■ **Text block**
The law as it stands is definite and severe enough; it remains for those who will do so to see that it is enforced.

But to return to the Acts of Parliament. There is next a proviso for the protection of poulterers and dealers. Two other offences

are:

(d) Exposing or offering for sale after the 15th of March any wild bird recently killed or taken.

(e) Having in one's control or possession after the 15th of March any wild bird recently killed or taken. No person can be convicted of these two offences if he proves to the Court that the bird was lawfully killed. For example, a poulterer is charged with selling plovers after the 15th of March. If he proves that they were shot in Lincolnshire during the last week of February, that is a good defence. Secondly, he may prove that the birds in question were killed in some place to which the Act does not extend-e.g. that he imported them from Holland. This will, of course, be a good defence at all seasons, even though the birds were shot, imported, and exposed for sale during the month of May. These provisions are reasonable inasmuch as the Acts only aim at protecting the birds of the United Kingdom.

Considerable powers are entrusted to county councils of deciding what birds within their counties are deserving or in need of special protection. The Home Secretary, the Secretary for Scotland, and the Lord-Lieutenant in Ireland may, upon the application of any county council or grand jury in Ireland, make an order varying or extending the close times for any species of birds on whose behalf the application is made. For special reasons an order may be made absolutely forbidding the killing or taking of particular species during the whole year, or an order prohibiting the taking of all wild birds in particular places during the whole or any part of the year. A county council can also apply for an order adding any species they may think proper specially to protect to the list of scheduled birds; and if the necessary order be made, the higher fine before mentioned will avenge their deaths as if they had always been included in the favoured list, and a man will be liable to the fine if he kills them during the close time on his own fields.

The island of St. Kilda is exempted from the Act; and any county or part of a county may be exempted upon the application of its county council. For instance, in the Exe Fishery District in Devonshire, the cormorant and the shag have been deprived of a close time, and it is lawful to destroy these fish-devouring birds at all times of the year. The majority of county councils have been

zealous in availing themselves of these powers, and a number of orders have been made and published in the Gazette extending the close time for various birds or adding them to the scheduled list.

The zeal of county councils has been sometimes excessive, though in the right direction. It is impossible not to smile when we read that the London County Council have resolved to apply to the Home Secretary for an order forbidding the killing in the county of London of such birds, among others, as the grouse, capercaillie, peregrinefalcon, raven, rock-dove, and black-headed bunting, whose claim to be considered a British bird rests on a solitary specimen said to have been shot near Brighton some thirty years ago. But this is better than apathy.

■ **Task statement**
In the passage on the bird protection Acts, can you write out the part that opens with "The zeal of" and closes with "better than apathy.", swapping "apathy" for "indifference"?

■ **Available data**

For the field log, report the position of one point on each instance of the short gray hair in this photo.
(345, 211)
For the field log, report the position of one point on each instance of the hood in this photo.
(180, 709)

■ **Solution below**
The zeal of county councils has been sometimes excessive, though in the right direction. It is impossible not to smile when we read that the London County Council have resolved to apply to the Home Secretary for an order forbidding the killing in the county of London of such birds, among others, as the grouse, capercaillie, peregrinefalcon, raven, rock-dove, and black-headed bunting, whose claim to be considered a British bird rests on a solitary specimen said to have been shot near Brighton some thirty years ago. But this is better than indifference.